• Exercise instructions
Below is a listing; write it out exactly and drop any images from it.

• Extracted material
────────────────

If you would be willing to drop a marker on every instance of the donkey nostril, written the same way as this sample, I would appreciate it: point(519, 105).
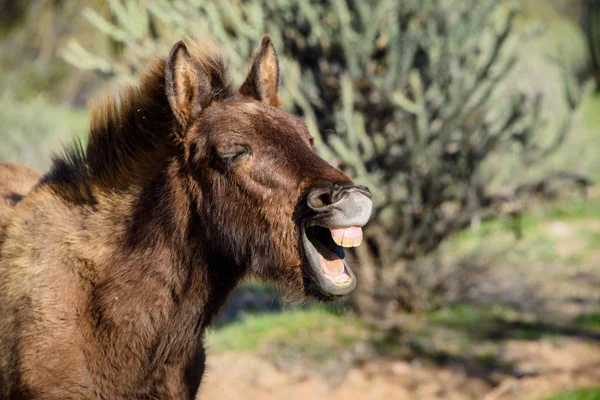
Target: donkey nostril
point(319, 200)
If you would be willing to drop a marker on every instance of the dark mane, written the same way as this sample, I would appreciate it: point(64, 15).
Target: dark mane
point(130, 132)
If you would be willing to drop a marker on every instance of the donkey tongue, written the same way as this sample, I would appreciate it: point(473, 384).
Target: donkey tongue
point(347, 237)
point(333, 267)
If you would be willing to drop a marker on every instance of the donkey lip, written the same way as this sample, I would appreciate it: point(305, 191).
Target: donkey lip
point(326, 258)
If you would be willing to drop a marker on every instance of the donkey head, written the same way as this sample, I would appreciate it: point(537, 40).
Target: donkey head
point(268, 204)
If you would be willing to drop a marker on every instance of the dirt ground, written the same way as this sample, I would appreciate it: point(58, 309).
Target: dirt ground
point(562, 357)
point(545, 367)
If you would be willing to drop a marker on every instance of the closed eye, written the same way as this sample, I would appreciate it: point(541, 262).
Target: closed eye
point(231, 156)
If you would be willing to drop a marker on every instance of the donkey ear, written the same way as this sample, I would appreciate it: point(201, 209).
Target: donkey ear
point(187, 86)
point(262, 82)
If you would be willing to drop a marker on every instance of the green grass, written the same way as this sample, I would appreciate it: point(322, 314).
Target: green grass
point(32, 131)
point(315, 330)
point(581, 394)
point(588, 321)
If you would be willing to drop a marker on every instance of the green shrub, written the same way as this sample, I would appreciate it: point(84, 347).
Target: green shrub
point(407, 96)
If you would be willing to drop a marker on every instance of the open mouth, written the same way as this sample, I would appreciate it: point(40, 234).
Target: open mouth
point(324, 249)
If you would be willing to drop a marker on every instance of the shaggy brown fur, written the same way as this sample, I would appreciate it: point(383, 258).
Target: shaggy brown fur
point(119, 258)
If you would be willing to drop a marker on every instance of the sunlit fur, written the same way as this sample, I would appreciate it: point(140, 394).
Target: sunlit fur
point(114, 264)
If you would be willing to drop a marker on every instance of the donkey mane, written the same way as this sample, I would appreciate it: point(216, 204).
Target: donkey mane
point(130, 132)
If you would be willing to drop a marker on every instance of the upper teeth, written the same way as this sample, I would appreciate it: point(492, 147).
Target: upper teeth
point(347, 237)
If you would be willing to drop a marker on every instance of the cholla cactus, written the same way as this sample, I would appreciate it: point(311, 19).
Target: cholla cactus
point(404, 95)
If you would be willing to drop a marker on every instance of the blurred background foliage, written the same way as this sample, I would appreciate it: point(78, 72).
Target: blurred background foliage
point(475, 123)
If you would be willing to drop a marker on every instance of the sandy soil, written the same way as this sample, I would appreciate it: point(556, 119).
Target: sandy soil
point(544, 367)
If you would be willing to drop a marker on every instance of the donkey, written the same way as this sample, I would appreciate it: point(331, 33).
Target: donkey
point(117, 260)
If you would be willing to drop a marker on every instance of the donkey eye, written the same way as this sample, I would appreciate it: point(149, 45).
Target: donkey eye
point(231, 155)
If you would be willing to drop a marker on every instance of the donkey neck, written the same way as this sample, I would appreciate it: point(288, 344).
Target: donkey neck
point(164, 242)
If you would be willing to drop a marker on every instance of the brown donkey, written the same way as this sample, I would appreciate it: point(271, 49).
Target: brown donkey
point(117, 260)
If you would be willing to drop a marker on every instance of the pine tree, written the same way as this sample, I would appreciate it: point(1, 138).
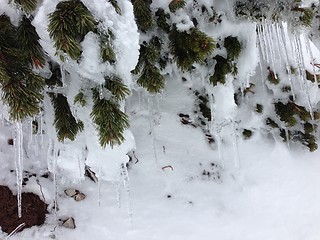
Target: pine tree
point(69, 22)
point(21, 87)
point(189, 47)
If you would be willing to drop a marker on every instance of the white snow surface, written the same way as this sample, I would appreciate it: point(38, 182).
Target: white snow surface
point(259, 188)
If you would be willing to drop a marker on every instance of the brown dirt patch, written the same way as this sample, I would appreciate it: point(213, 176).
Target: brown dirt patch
point(33, 210)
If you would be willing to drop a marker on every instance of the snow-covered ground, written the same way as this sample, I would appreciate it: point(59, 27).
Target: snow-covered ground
point(273, 194)
point(177, 186)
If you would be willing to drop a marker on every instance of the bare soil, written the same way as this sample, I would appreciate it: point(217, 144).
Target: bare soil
point(34, 210)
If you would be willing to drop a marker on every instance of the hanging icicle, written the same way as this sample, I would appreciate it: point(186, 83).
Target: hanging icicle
point(126, 185)
point(18, 142)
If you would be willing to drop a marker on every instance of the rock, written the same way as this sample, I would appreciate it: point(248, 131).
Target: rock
point(79, 196)
point(71, 192)
point(69, 223)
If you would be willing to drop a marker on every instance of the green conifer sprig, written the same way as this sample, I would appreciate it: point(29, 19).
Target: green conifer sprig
point(143, 14)
point(23, 94)
point(80, 99)
point(110, 120)
point(162, 20)
point(21, 88)
point(106, 47)
point(233, 47)
point(28, 39)
point(174, 5)
point(27, 5)
point(221, 68)
point(190, 47)
point(151, 79)
point(65, 123)
point(115, 4)
point(118, 89)
point(70, 22)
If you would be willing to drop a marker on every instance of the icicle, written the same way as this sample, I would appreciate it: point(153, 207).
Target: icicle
point(283, 46)
point(302, 72)
point(54, 173)
point(151, 122)
point(41, 129)
point(18, 141)
point(271, 49)
point(235, 146)
point(100, 91)
point(287, 137)
point(99, 182)
point(118, 194)
point(30, 141)
point(309, 50)
point(126, 185)
point(63, 75)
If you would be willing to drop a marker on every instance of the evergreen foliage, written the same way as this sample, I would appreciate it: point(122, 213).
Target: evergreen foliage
point(107, 52)
point(162, 20)
point(189, 47)
point(174, 5)
point(150, 76)
point(221, 68)
point(118, 89)
point(65, 123)
point(272, 77)
point(143, 14)
point(28, 39)
point(233, 47)
point(115, 4)
point(21, 88)
point(70, 22)
point(27, 5)
point(80, 99)
point(110, 120)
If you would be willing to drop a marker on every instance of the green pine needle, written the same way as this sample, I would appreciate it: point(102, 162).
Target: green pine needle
point(190, 47)
point(115, 4)
point(143, 14)
point(118, 89)
point(174, 5)
point(110, 120)
point(65, 123)
point(27, 5)
point(70, 22)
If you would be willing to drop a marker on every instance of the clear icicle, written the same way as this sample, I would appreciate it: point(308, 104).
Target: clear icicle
point(309, 50)
point(302, 72)
point(287, 137)
point(54, 172)
point(118, 194)
point(151, 122)
point(126, 185)
point(18, 141)
point(283, 46)
point(235, 146)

────────────────

• Result
If you would be willing to drop a marker on every instance of the donkey nostril, written the same way as this sample, I would appreciate it: point(519, 105).
Target: donkey nostril
point(319, 200)
If you would be willing to drop a marker on every instance of the dark mane, written the same way as this sample, I would appreciate it: point(64, 15).
Target: dark mane
point(130, 132)
If you would be willing to drop a marker on every instance of the donkey tongue, written the same way as this sample, I would appreciate it: point(473, 384).
Target: donkey tongue
point(347, 237)
point(333, 267)
If you would be willing to drop a marker on every instance of the donkey lip, written the same way as this sample, I would appreciate it: point(305, 191).
Target: donkey lip
point(326, 258)
If you would be willing to drop a marker on every instance of the donkey head, written the same way as this sample, I would appreciate it: point(537, 40).
Target: donkey head
point(268, 204)
If you would be willing to drop a marker on every instance of the dirt ground, written the same way as this sample, I would appreciate it: point(58, 309).
Target: dirt ground
point(562, 357)
point(545, 367)
If you would be willing to drop a marker on every instance of the closed eye, written the same way as this sample, I would appreciate it: point(541, 262).
Target: closed eye
point(231, 156)
If you would be willing to drop a marker on every instance of the donkey ear, written the same way as this sample, I would appreciate it: point(201, 209).
Target: donkey ear
point(187, 86)
point(262, 82)
If you would be willing to drop a marker on every instance of the green grass, written the same way as this sample, I would appreciate it: point(322, 314).
Target: green grass
point(32, 131)
point(315, 330)
point(581, 394)
point(588, 321)
If you would be willing to drop a marker on every instance of the green shrub, written the same way as this sample, I would appreciate it: point(84, 347).
Target: green shrub
point(407, 96)
If you would be willing to drop a marker on every instance of the open mouth, written the same way as this sample, I would appreciate it: point(40, 234).
Target: open mouth
point(324, 249)
If you would be willing to drop a marker on every instance of the shaggy brown fur, written the same way as this sample, I would appreciate it: point(383, 258).
Target: shaggy brown fur
point(119, 258)
If you would be willing to drop a marker on every instance of the sunlit fur, written the same way as this sample, I would appreciate it: point(140, 394).
Target: sunlit fur
point(114, 264)
If you would be willing to drop a marker on every instance of the donkey mane, written the same way as this sample, I would appreciate it: point(216, 204).
Target: donkey mane
point(130, 132)
If you would be willing to drop a marker on every instance of the upper teeth, written the same way as this sample, I would appreciate it: point(492, 147).
Target: upper teeth
point(347, 237)
If you would be willing to drop a marker on every instance of the cholla cactus, written the same way as this sample, I would appreciate it: point(311, 19).
Target: cholla cactus
point(404, 95)
If you would be willing to drop a marker on every instance of the blurred background foliage, written the same way as this sample, I would appreciate it: point(78, 72).
Target: blurred background foliage
point(475, 123)
If you would be willing to drop a marker on every instance of the sandy soil, written the same way as this sample, I would appreciate it: point(556, 119).
Target: sandy soil
point(544, 367)
If you would be willing to drop a marker on every instance of the donkey, written the same way as this sample, I would appreciate it: point(331, 33).
Target: donkey
point(117, 260)
If you would be willing to drop a marker on every instance of the donkey eye, written the same way as this sample, I would appreciate it: point(149, 45).
Target: donkey eye
point(231, 155)
If you would be willing to drop a marker on every instance of the donkey neck, written the same way as this sample, I would appreciate it: point(288, 344).
Target: donkey neck
point(164, 242)
If you would be willing to drop a marker on every instance of the brown donkey, written the same way as this sample, I would appreciate it: point(271, 49).
Target: brown donkey
point(117, 260)
If you would be willing to drop a marker on every instance of the pine tree, written the same way as this sample, I would appreciate it: point(1, 138).
Target: pine tree
point(69, 22)
point(21, 87)
point(189, 47)
If you would be willing to drop a marker on every instance of the white snow surface, written the same way as this sample, I would appreciate it: point(38, 182).
Target: white snow surface
point(259, 188)
If you would be willing to drop a marker on every instance of the brown dirt patch, written the same way as this sample, I would appreciate it: point(213, 176).
Target: brown dirt patch
point(33, 210)
If you would be willing to drop a marker on every instance of the snow-covered ground, written the same way as this sample, I would appreciate it: point(59, 27).
Target: snow-covered ground
point(273, 194)
point(177, 186)
If you would be willing to drop a marker on every instance of the bare soil, written the same way as this sample, I would appreciate it: point(217, 144).
Target: bare soil
point(34, 210)
If you would be willing to drop a marker on every instance of the hanging icicle, written the same way as this sample, I would appreciate it: point(186, 83).
Target: hanging icicle
point(126, 185)
point(18, 142)
If you would be willing to drop a marker on every instance of the rock, written the same way as this sample, I would appreciate it: point(248, 131).
Target: rock
point(79, 196)
point(71, 192)
point(69, 223)
If you would be willing to drop a marker on every instance of the green conifer sprig, written the same way as this sample, I would appreciate it: point(29, 19).
Target: green conifer sprig
point(143, 14)
point(23, 94)
point(80, 99)
point(110, 120)
point(162, 20)
point(21, 88)
point(106, 47)
point(233, 47)
point(28, 39)
point(174, 5)
point(27, 5)
point(221, 68)
point(190, 47)
point(151, 79)
point(65, 123)
point(115, 4)
point(118, 89)
point(70, 22)
If you would be willing to drop a marker on every instance of the icicle, written the same way as this sample, I would appreciate it: point(153, 207).
Target: icicle
point(283, 46)
point(302, 72)
point(54, 173)
point(151, 122)
point(41, 129)
point(18, 141)
point(271, 49)
point(235, 146)
point(100, 91)
point(287, 137)
point(99, 182)
point(118, 194)
point(30, 141)
point(309, 50)
point(126, 185)
point(63, 75)
If you would be willing to drop a marker on every instance of the evergreen foliage, written the same way as this sample, I would appreciate it: point(122, 213).
Target: evergreen foliage
point(107, 52)
point(162, 20)
point(189, 47)
point(174, 5)
point(150, 76)
point(221, 68)
point(118, 89)
point(65, 123)
point(272, 77)
point(143, 14)
point(28, 39)
point(233, 47)
point(115, 4)
point(21, 88)
point(70, 22)
point(27, 5)
point(80, 99)
point(110, 120)
If you would be willing to drop a marker on every instance of the green pine needle, written the same way as this sample, I would appreciate it: point(102, 162).
Target: green pine needle
point(190, 47)
point(115, 4)
point(143, 14)
point(118, 89)
point(174, 5)
point(110, 120)
point(65, 123)
point(27, 5)
point(70, 22)
If you would be willing to drop a marker on every instance of the clear icicle, written the same way as this sample, I would appreciate it: point(308, 104).
Target: clear icicle
point(309, 50)
point(302, 72)
point(287, 137)
point(54, 172)
point(118, 194)
point(151, 122)
point(126, 185)
point(18, 141)
point(283, 46)
point(235, 146)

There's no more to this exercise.